## [PROBLEM REQUIREMENTS]
Omit the images and output every line of the data below exactly.

## [RECORDS SHOWN]
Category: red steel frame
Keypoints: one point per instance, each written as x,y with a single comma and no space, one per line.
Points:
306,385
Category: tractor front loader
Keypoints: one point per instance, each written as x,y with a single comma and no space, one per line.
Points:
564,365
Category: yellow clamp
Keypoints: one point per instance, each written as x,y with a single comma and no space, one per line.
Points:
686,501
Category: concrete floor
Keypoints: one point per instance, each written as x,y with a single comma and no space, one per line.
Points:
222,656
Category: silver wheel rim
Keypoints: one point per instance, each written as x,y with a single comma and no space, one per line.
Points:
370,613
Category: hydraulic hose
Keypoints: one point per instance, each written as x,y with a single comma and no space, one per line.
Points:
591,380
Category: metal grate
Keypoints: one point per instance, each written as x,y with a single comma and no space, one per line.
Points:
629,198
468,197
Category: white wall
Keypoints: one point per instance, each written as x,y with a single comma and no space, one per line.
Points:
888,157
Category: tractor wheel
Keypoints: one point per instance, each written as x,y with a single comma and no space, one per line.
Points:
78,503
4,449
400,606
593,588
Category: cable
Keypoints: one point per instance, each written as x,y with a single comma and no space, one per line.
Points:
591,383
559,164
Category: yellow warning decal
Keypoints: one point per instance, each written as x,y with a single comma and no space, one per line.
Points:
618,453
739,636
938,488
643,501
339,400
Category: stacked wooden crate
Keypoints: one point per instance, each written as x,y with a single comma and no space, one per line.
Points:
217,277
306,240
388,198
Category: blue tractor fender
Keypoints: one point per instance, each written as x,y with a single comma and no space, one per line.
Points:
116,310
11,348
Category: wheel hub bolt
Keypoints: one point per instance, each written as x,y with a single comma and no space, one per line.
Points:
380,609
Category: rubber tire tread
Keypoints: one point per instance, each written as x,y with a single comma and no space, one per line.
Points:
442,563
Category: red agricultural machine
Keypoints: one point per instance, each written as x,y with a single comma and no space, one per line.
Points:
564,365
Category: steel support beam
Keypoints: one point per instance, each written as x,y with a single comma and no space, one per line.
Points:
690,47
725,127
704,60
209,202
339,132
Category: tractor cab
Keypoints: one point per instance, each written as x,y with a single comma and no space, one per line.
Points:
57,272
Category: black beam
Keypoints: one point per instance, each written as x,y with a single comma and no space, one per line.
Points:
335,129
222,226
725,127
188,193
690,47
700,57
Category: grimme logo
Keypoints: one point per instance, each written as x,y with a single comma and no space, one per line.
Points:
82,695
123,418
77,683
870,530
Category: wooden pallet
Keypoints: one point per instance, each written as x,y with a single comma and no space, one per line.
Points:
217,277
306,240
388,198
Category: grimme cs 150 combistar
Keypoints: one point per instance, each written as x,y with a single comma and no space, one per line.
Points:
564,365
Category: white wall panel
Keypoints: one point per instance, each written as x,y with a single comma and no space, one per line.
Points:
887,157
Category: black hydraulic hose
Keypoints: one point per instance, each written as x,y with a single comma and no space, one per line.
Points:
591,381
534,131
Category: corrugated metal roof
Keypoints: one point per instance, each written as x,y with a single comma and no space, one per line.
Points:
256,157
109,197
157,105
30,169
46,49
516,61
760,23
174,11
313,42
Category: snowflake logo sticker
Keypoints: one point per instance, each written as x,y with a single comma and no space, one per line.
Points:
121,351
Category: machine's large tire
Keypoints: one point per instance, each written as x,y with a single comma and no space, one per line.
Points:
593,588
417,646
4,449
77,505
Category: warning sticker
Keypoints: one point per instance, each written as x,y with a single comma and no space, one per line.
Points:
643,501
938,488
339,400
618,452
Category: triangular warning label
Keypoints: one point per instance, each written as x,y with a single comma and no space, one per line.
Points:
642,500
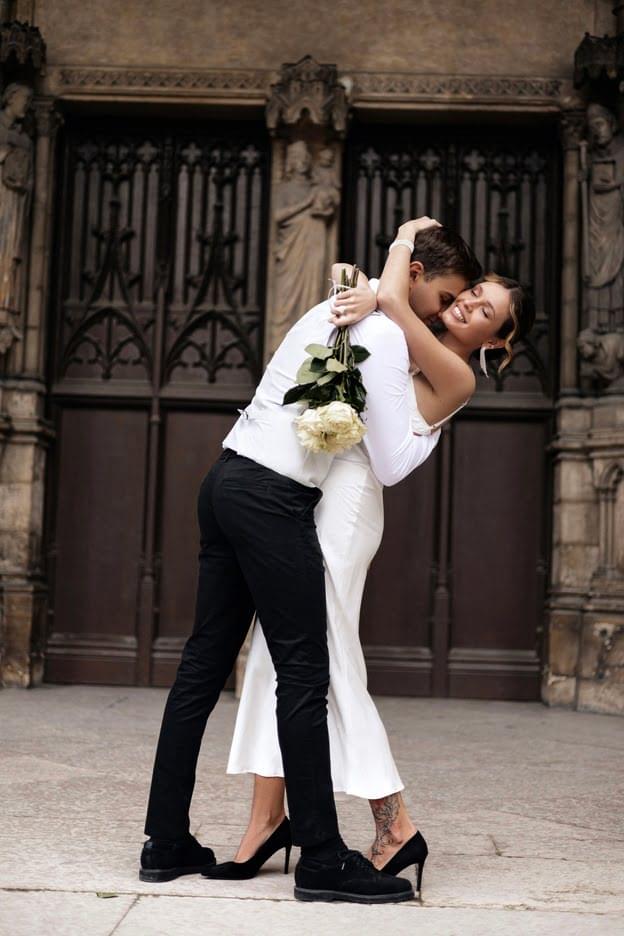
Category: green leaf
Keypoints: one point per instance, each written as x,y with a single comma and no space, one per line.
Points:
316,365
359,353
319,351
305,374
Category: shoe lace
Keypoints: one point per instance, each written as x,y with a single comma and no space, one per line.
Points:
356,861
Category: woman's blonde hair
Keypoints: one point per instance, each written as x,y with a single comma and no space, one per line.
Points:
521,315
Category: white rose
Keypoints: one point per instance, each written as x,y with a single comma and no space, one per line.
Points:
331,428
310,430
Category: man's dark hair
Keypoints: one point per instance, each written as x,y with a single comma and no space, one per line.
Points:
442,251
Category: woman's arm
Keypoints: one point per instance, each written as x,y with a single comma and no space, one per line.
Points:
451,379
351,305
337,269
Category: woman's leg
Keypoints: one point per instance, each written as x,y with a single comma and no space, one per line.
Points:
393,827
267,812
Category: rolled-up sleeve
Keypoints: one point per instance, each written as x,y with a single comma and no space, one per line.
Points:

## [TASK RESPONSE]
Category: red steel frame
Keypoints: one point per instance, each written as x,y with a single comma and no space, one per line.
Points:
306,385
Category: tractor front loader
Keypoints: one point per instance, each written as x,y with a single comma and no space, one per line.
Points:
564,365
Category: yellow clamp
Keypoints: one point per instance, each written as x,y with a single comma and no space, one per line.
Points:
686,501
Category: concrete floor
Keypoints: one point per instance, each written as x,y with a single comma and no space, one per line.
Points:
222,656
Category: silver wheel rim
Keypoints: one point per instance, each written as x,y with a single comma and no space, one per line.
Points:
370,613
Category: hydraulic hose
Keypoints: one point per instance, each written as x,y with a single comma and no space, one per line.
Points:
591,380
Category: metal grate
Keypoints: one point per instance, each written as x,y with a single comma and no space, one per line.
Points:
629,198
468,197
Category: white wall
Keypoints: one point per instance, each written as x,y with a single comma and no space, one per line.
Points:
888,157
Category: tractor wheel
Keypoints: one point per instance, each written as x,y with a single comma and no space, one per line.
Points:
78,503
4,449
400,606
593,588
Category: cable
Keypoints: one point per instance, each written as x,y with a single comma and no space, one per line.
Points:
591,383
559,164
Category: yellow warning decal
Keypoints: one point per instance, each written as x,y with a single comma and no space, one per line.
Points:
618,453
739,636
938,488
643,501
339,400
Category: stacked wooden crate
Keypoints: one point per instance, each written as x,y with a single comma and no space, one per line.
Points:
217,277
306,240
388,198
Category: blue tractor fender
Keypoints: one point per instance, each written as x,y with a single comma and no space, one per line.
Points:
116,310
11,348
Category: wheel hub bolt
Keypoints: one point per instance, each written as x,y with a single comma and no space, one per line.
Points:
380,609
Category: rubber tire tread
Keypoints: one point per instance, each written as x,y with a single comma and no space, one per line.
Points:
442,563
Category: red agricultural machine
Keypoints: one point per instance, each written as x,y with a single comma and no space, one per line.
Points:
564,365
Category: steel support beam
Keypoints: one point per instance, each written as x,y with a single comma and no space, one per line.
Points:
690,47
725,127
704,60
209,202
339,132
Category: tractor cab
Keypoints: one point per instance, each written as x,y with a single comma and no space, one per line.
Points:
57,272
Category: black beam
Keypoints: one point per instance, each written as x,y with a single comma and no space, one per line.
Points:
335,129
222,226
725,127
188,193
690,47
700,57
Category: grimme logo
Keypoints: one point per instance, each written as x,y with a single comma and no space, one per line.
Points:
82,695
123,418
77,683
870,530
Category: wooden pallet
Keypoints: one point per instance, each written as x,y with a single comma and no space, one per line.
Points:
217,277
306,240
388,198
Category: grimme cs 150 combistar
Keypoints: one point per instance, each written as x,y with a single comma and no space, one per line.
Points:
564,365
Category: white wall panel
Keypoints: one point per instance, each written as x,y with a single comma and no space, one per line.
Points:
887,157
Category: black hydraulic hose
Keypoints: one point per instance, each written as x,y with a single comma and no space, one per line.
Points:
591,381
534,131
Category: corrugated metal roof
Keypoints: one point per instance, each written as x,y with a single comma and no space, one per line.
Points:
256,157
109,197
157,105
30,169
46,49
516,61
760,23
174,11
313,42
Category: snowflake logo sticker
Keypoints: one point per instance, each written as x,y with a single comma and no space, one per line.
Points:
121,351
Category: machine's large tire
Keypoints: one point per instance, each written as x,y with a single comma and no space, one per line.
Points:
593,588
417,646
4,449
77,505
Category: warning sticker
Keypoints: one point per instance, each written as x,y with a single comma and no space, one per line.
Points:
643,501
938,488
339,400
618,452
Category: triangular warning label
Keypoints: one point per instance, each written as x,y with a single comma and no space, one per line.
Points:
642,500
Category: green leaf
Keypoints: one point per instance, each written as x,y with a single comma and no space, one per line.
Points:
316,365
359,353
319,351
305,374
Category: shoe lace
Keypoints: one point per instance, each written as x,y with a single comma and no space, one per line.
Points:
356,861
Category: woman's blonde hair
Keypoints: one point per instance, each written as x,y with a single comma and no space, one per line.
Points:
521,315
Category: white rose
Keypoints: one point per instance, each written as x,y with a single comma and no space, one per line.
Points:
331,428
310,430
Category: man's dark hair
Keypoints: one point per instance, each written as x,y with a single comma and no space, one per line.
Points:
442,251
Category: woman's arm
Keypoints: one point per instance, each written as x,y with a single comma and no space, one per line.
Points:
451,379
351,305
337,269
Category: woman's leg
Keypoints: one point per instance, each written as x,y with a single comma and no space, one per line.
Points:
393,827
267,812
Category: rolled-up sleeve
Keypoints: one point per instance, each written as x,y with a single comma and no space, one per line.
Points:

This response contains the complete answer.